§ **Extrait à lire**
* * * * *
La lettre juridique n°295 du 6 mars 2008 : Procédure civile

[Le point sur...] Le juge d'appel existe-t-il encore ? (Point sur la réforme de l'exécution provisoire du 29 décembre 2005)

Lecture: 10 min

N3448BEG

Citer l'article

Créer un lien vers ce contenu

[Le point sur...] Le juge d'appel existe-t-il encore ? (Point sur la réforme de l'exécution provisoire du 29 décembre 2005). Lire en ligne : https://www.lexbase.fr/article-juridique/3209886-lepointsurlejugedappelexistetilencorepointsurlareformedelexecutionprovisoiredu29dec
Copier

par Christian Boyer, Avoué à la cour d'appel de Toulouse

le 07 Octobre 2010

Au travers du bilan de la dernière réforme de la procédure civile touchant à l'exécution provisoire des décisions de première instance (décret n° 2005-1678 du 28 décembre 2005, relatif à la procédure civile, à certaines procédures d'exécution et à la procédure de changement de nom N° Lexbase : L3298HEU), il convient de s'interroger sur la réalité de l'existence actuelle du juge d'appel. Après de nombreux rapports d'éminents magistrats, loin derrière d'autres réformes, d'autres projets, et malgré certaines mises en garde, au coeur d'un très volumineux décret balayant tout le Code de procédure civile, voire toutes les procédures en général, quelques dispositions modifient les règles relatives à l'exécution provisoire des décisions frappées d'appel. Il est inutile de rappeler que la voie de recours qu'est l'appel a, pour l'essentiel, deux effets :
- l'effet dévolutif, qui va permettre à la cour de rejuger l'entier litige ;
- l'effet suspensif qui permet de ne pas exécuter la décision de première instance en attendant l'arrêt de la cour. A l'énoncé de ce deuxième effet de l'appel, certains peuvent paraître surpris comme devant un survivant inattendu. En effet, de plus en plus de décisions sont dites "exécutoires de droit à titre provisoire", c'est-à-dire qu'elles peuvent être exécutées, nonobstant l'appel, de par le seul effet de la loi. En dresser une liste serait risquer d'en oublier ; aussi comme le législateur dans l'article 514 du Code de procédure civile (N° Lexbase : L5009GU3), il faut considérer que "sont notamment exécutoires", les ordonnances de référé, la plupart des décisions du juge aux affaires familiales, les décisions en matière de procédure collectives... rien qu'avec ces exemples, il est clair que l'effet suspensif est un principe dont le législateur a fait peu à peu une exception. Les projets les "plus fous" pensaient même inverser le principe : "toute décision serait exécutoire de plein droit par provision, sauf [...]".
* * * * *
§ **Contenu des données**
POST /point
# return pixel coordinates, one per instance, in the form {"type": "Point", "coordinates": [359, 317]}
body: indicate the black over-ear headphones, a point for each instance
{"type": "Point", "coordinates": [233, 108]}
* * * * *
§ **Consigne**
D'après l'extrait sur la réforme de l'exécution provisoire, répondez aux questions ci-dessous.
1. Quel est le numéro du décret qui porte la dernière réforme de la procédure civile ?
2. Quels sont les deux effets essentiels de l'appel ?
3. Quel article du Code de procédure civile énumère les décisions qui « sont notamment exécutoires » ?

§ **Corrigé**
1. Il s'agit du décret n° 2005-1678.
2. L'appel a un effet dévolutif et un effet suspensif.
3. C'est l'article 514 du Code de procédure civile.